## Natural language region descriptions
====================
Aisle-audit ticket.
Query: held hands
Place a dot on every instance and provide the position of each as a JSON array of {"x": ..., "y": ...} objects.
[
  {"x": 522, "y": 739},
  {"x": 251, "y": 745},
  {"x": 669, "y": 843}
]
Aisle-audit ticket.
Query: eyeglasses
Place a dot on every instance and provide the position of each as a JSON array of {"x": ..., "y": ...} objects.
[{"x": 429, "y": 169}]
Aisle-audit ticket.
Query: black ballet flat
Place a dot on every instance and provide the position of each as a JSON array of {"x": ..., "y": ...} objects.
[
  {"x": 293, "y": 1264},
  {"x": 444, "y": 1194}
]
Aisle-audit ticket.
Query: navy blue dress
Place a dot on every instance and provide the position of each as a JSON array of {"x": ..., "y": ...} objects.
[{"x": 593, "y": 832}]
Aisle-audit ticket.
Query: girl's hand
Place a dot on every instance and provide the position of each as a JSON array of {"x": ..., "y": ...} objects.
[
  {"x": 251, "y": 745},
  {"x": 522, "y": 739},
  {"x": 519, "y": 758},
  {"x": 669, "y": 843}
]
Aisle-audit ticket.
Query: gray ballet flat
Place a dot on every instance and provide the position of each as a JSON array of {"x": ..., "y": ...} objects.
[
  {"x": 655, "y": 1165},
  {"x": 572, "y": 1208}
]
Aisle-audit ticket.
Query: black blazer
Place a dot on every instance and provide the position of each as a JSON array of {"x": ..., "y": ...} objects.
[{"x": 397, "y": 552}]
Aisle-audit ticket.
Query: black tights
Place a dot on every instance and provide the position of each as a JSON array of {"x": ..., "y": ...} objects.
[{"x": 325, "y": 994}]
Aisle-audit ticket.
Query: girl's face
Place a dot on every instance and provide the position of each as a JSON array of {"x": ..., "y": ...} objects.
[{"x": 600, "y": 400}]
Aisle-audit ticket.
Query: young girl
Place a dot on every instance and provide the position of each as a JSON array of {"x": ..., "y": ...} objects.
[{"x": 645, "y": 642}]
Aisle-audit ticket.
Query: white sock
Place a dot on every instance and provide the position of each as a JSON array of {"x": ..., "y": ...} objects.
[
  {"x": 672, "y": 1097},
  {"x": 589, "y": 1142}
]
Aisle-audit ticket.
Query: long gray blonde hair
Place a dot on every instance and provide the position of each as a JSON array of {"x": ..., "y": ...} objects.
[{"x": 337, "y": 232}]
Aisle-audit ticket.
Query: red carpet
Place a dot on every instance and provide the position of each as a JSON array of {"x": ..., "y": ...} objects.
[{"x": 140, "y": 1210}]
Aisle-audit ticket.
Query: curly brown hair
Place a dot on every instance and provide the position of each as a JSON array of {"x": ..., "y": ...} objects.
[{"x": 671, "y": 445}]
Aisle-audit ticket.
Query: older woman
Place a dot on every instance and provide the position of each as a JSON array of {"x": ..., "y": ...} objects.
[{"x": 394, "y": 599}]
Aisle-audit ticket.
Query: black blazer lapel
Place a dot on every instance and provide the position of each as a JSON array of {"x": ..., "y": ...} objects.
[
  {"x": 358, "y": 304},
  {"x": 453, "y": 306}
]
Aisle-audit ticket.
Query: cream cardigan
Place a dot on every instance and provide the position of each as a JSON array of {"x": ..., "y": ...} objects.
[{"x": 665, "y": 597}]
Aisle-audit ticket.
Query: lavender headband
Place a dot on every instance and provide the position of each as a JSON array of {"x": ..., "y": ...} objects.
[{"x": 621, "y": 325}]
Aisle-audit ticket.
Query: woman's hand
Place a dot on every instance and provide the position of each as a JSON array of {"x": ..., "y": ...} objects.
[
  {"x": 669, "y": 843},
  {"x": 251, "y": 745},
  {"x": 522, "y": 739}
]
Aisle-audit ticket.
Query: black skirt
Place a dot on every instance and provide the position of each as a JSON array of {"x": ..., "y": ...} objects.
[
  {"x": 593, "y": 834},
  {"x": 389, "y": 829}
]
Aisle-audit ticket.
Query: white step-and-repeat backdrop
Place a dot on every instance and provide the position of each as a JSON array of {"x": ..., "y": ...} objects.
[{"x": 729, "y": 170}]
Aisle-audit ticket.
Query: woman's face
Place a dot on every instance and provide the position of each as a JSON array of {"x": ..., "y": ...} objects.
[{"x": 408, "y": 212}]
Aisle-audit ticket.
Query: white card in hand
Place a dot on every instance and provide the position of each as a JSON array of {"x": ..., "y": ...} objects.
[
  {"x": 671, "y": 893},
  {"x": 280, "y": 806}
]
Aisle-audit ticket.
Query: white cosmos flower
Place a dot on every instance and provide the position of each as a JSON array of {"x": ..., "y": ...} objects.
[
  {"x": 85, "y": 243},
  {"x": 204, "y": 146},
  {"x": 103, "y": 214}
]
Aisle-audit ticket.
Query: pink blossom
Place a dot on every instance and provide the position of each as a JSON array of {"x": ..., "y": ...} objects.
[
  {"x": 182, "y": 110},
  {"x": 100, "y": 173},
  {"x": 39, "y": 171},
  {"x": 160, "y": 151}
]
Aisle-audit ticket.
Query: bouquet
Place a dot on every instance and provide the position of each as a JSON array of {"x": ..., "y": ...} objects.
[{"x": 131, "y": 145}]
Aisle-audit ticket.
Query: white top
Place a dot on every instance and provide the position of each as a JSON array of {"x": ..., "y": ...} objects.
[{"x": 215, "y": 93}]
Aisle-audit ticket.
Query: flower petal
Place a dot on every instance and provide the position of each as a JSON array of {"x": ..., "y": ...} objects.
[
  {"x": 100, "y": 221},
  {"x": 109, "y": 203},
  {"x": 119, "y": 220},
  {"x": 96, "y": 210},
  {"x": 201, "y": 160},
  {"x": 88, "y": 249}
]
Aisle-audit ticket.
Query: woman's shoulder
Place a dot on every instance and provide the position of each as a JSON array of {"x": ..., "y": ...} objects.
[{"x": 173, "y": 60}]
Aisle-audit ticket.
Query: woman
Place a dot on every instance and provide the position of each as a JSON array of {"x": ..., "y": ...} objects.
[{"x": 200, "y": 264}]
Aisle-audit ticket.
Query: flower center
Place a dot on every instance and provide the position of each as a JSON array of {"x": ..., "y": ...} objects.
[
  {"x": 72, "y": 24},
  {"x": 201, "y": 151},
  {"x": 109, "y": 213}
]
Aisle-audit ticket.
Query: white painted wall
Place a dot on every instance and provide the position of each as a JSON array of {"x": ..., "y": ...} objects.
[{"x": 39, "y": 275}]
====================
## Activity
Set down the data above once more so that nothing differs from the original.

## Your solution
Aisle-audit ticket.
Query: held hands
Place a dot on every instance and provide the position of each as a JSON array of {"x": ..., "y": ...} objects.
[
  {"x": 522, "y": 739},
  {"x": 251, "y": 745},
  {"x": 669, "y": 843}
]
Aisle-audit ticket.
Query: eyeglasses
Place a dot on every instance and provide the position of each as a JSON array of {"x": ..., "y": ...} objects.
[{"x": 429, "y": 169}]
Aisle-audit ticket.
Query: black ballet flat
Place a dot on every instance and provide the position of each as a JSON array of {"x": ..., "y": ...} objects.
[
  {"x": 293, "y": 1264},
  {"x": 444, "y": 1194}
]
Aisle-audit ticket.
Query: navy blue dress
Place a dot on every instance and provide the position of each as a JSON array of {"x": ..., "y": ...} objects.
[{"x": 593, "y": 832}]
Aisle-audit ticket.
Query: girl's hand
Place a dot on every instance and provide the position of each as a JSON array of {"x": ..., "y": ...} objects.
[
  {"x": 251, "y": 745},
  {"x": 522, "y": 739},
  {"x": 519, "y": 758},
  {"x": 669, "y": 843}
]
Aisle-audit ticket.
Query: gray ballet flat
Place a dot on every instance and provide the position of each as a JSON array of {"x": ..., "y": ...} objects.
[
  {"x": 655, "y": 1165},
  {"x": 572, "y": 1208}
]
Aisle-audit ticket.
Query: black blazer
Place a dot on every instance and provide the position of each as a JSON array of {"x": ..., "y": ...} objects.
[{"x": 397, "y": 552}]
Aisle-audit ticket.
Query: black tights
Place a dot on every instance and provide the position of each as a JSON array of {"x": ..., "y": ...} objects.
[{"x": 325, "y": 994}]
Aisle-audit ticket.
Query: girl's face
Place a dot on every instance and provide the position of each as a JSON array of {"x": ..., "y": ...} objects.
[{"x": 600, "y": 400}]
Aisle-audit ticket.
Query: young girl
Place a dot on every instance and provide the position of each as a JSON array of {"x": ..., "y": ...} objects.
[{"x": 645, "y": 642}]
Aisle-audit ticket.
Query: white sock
Place a dot on every instance and provide the position of each as a JSON array of {"x": ..., "y": ...} objects.
[
  {"x": 672, "y": 1097},
  {"x": 589, "y": 1142}
]
Aisle-audit ticket.
Query: long gray blonde hair
Place a dot on every instance and provide the position of each as a JSON array of {"x": ..., "y": ...} objects.
[{"x": 337, "y": 232}]
Aisle-audit ticket.
Query: red carpet
Place a dot on every instance and provide the position of each as a JSON array of {"x": ..., "y": ...} objects.
[{"x": 140, "y": 1210}]
Aisle-audit ticket.
Query: curly brown hair
Place a dot on every instance and provide the position of each as a JSON array of {"x": ..., "y": ...} objects.
[{"x": 671, "y": 445}]
Aisle-audit ticket.
Query: older woman
Place a dot on every instance and provide the position of each as a JSON array of {"x": ..., "y": ...} objects.
[{"x": 394, "y": 599}]
Aisle-audit ticket.
Query: black blazer lapel
Place a dot on every instance and provide the position of each as a JSON array of {"x": ..., "y": ...} objects.
[
  {"x": 358, "y": 304},
  {"x": 453, "y": 306}
]
Aisle-audit ticket.
Query: cream cardigan
Place a dot on every instance and provide the position of each as a JSON array of {"x": ..., "y": ...} objects.
[{"x": 665, "y": 597}]
Aisle-audit ticket.
Query: lavender headband
Place a dot on every instance and provide the position of each as a JSON array of {"x": ..., "y": ...} objects.
[{"x": 621, "y": 325}]
Aisle-audit ticket.
Query: woman's hand
Place a dot on every instance and provide the position of each as a JSON array of {"x": ..., "y": ...} objects.
[
  {"x": 669, "y": 843},
  {"x": 251, "y": 745},
  {"x": 522, "y": 739}
]
Aisle-audit ticket.
Query: black skirt
Place a dot on every instance and provide the position of each as a JSON array of {"x": ..., "y": ...} objects.
[
  {"x": 593, "y": 834},
  {"x": 389, "y": 829}
]
Aisle-audit ticket.
Query: white step-and-repeat backdrop
Place a dot on every instance and provide the position of each as a JSON array of {"x": ..., "y": ...} objects.
[{"x": 729, "y": 170}]
Aisle-audit ticket.
Query: woman's face
Place a dot on every instance and provide the position of each as a JSON array of {"x": ..., "y": ...} objects.
[{"x": 408, "y": 212}]
Aisle-audit ticket.
Query: white card in hand
Place a dot on every instance and provide the position of each as a JSON array of {"x": ..., "y": ...} objects.
[
  {"x": 671, "y": 893},
  {"x": 280, "y": 806}
]
Aisle-audit ticket.
Query: white cosmos flower
Place a dot on every instance and provide the position of each as a JSON array of {"x": ..., "y": ...} objects.
[
  {"x": 85, "y": 243},
  {"x": 204, "y": 146},
  {"x": 103, "y": 214}
]
Aisle-audit ticket.
Query: pink blossom
Place a dot on every instance and provide the position of each as a JSON array of {"x": ..., "y": ...} objects.
[
  {"x": 182, "y": 110},
  {"x": 100, "y": 173},
  {"x": 39, "y": 171},
  {"x": 160, "y": 151}
]
Aisle-audit ticket.
Query: bouquet
Place a dot on every instance and provide the position of each as a JSON array of {"x": ..., "y": ...} objects.
[{"x": 131, "y": 145}]
Aisle-audit ticket.
Query: white top
Place a dot on every instance and provide the position of each as a JSON array of {"x": ..., "y": ...} objects.
[{"x": 215, "y": 93}]
Aisle-audit ticket.
Query: flower petal
Place a dot on every instance and provide the position of each as a JSON array of {"x": ..., "y": ...} objects.
[
  {"x": 100, "y": 221},
  {"x": 109, "y": 203},
  {"x": 119, "y": 220},
  {"x": 96, "y": 210},
  {"x": 201, "y": 160},
  {"x": 88, "y": 249}
]
Aisle-audit ticket.
Query: woman's shoulder
Place a dot on every instance and provide the position of each as a JSON array of {"x": ..., "y": ...} objects.
[{"x": 173, "y": 60}]
Aisle-audit ticket.
Query: woman
Place a dot on every instance and provide the position of each as a JSON array of {"x": ..., "y": ...} objects.
[{"x": 200, "y": 264}]
Aisle-audit ticket.
Query: flower center
Place a dot on every instance and provide the position of each as a JSON array of {"x": ..., "y": ...} objects.
[
  {"x": 72, "y": 24},
  {"x": 201, "y": 151},
  {"x": 109, "y": 213}
]
Aisle-audit ticket.
Query: white painted wall
Place a dot on every instance and provide the position of each as a JSON array of {"x": ..., "y": ...} objects.
[{"x": 39, "y": 275}]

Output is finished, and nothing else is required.